YOUR TASK:
Copy the material below line for line, with no changes.

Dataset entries
━━━━━━━━━━━━━━━━━━━━
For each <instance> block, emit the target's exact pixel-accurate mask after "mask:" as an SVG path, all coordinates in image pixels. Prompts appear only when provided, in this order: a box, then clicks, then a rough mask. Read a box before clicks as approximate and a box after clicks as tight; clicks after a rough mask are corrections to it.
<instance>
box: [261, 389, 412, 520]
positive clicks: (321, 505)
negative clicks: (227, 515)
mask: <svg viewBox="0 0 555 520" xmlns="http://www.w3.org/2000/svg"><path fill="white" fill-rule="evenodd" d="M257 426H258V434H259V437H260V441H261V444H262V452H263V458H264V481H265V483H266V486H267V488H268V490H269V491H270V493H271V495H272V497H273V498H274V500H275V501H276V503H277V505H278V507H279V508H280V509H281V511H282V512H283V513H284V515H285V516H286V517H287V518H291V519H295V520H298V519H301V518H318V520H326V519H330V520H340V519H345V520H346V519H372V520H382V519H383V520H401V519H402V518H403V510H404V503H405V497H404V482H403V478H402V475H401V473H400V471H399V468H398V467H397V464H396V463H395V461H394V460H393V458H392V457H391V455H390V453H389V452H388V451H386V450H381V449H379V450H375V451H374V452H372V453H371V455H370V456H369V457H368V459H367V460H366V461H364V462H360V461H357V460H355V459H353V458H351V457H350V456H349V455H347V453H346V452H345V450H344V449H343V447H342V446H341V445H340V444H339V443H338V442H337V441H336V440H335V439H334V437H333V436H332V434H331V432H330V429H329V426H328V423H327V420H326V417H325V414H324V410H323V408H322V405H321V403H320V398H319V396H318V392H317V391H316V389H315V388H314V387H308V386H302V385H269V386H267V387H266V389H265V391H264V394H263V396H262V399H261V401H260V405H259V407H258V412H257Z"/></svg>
━━━━━━━━━━━━━━━━━━━━
ANSWER BOX:
For each <instance> block, emit the target's exact pixel-accurate mask after "mask:" as an SVG path, all coordinates in image pixels. Prompts appear only when provided, in this order: a box, then clicks, then a rough mask. Read a box before clicks as approximate and a box after clicks as tight; clicks after a rough mask are corrections to it.
<instance>
box: [261, 389, 412, 520]
positive clicks: (321, 505)
negative clicks: (227, 515)
mask: <svg viewBox="0 0 555 520" xmlns="http://www.w3.org/2000/svg"><path fill="white" fill-rule="evenodd" d="M257 426H258V434H259V437H260V441H261V444H262V452H263V458H264V481H265V483H266V486H267V488H268V490H269V491H270V493H271V495H272V497H273V498H274V500H275V501H276V503H277V505H278V507H279V508H280V509H281V511H282V512H283V513H284V515H285V516H286V517H287V518H291V519H295V520H298V519H301V518H318V520H326V519H330V520H340V519H345V520H346V519H372V520H382V519H383V520H401V519H402V518H403V510H404V503H405V497H404V482H403V478H402V475H401V473H400V471H399V468H398V467H397V464H396V463H395V461H394V460H393V458H392V457H391V455H390V453H389V452H388V451H386V450H381V449H379V450H375V451H374V452H372V453H371V455H370V456H369V457H368V459H367V460H366V461H364V462H360V461H357V460H355V459H353V458H351V457H350V456H349V455H347V453H346V452H345V450H344V449H343V447H342V446H341V445H340V444H339V443H338V442H337V441H336V440H335V439H334V437H333V436H332V434H331V432H330V429H329V426H328V423H327V420H326V417H325V414H324V410H323V408H322V405H321V403H320V398H319V396H318V392H317V391H316V389H315V388H314V387H308V386H302V385H269V386H267V387H266V389H265V391H264V394H263V396H262V399H261V401H260V405H259V407H258V412H257Z"/></svg>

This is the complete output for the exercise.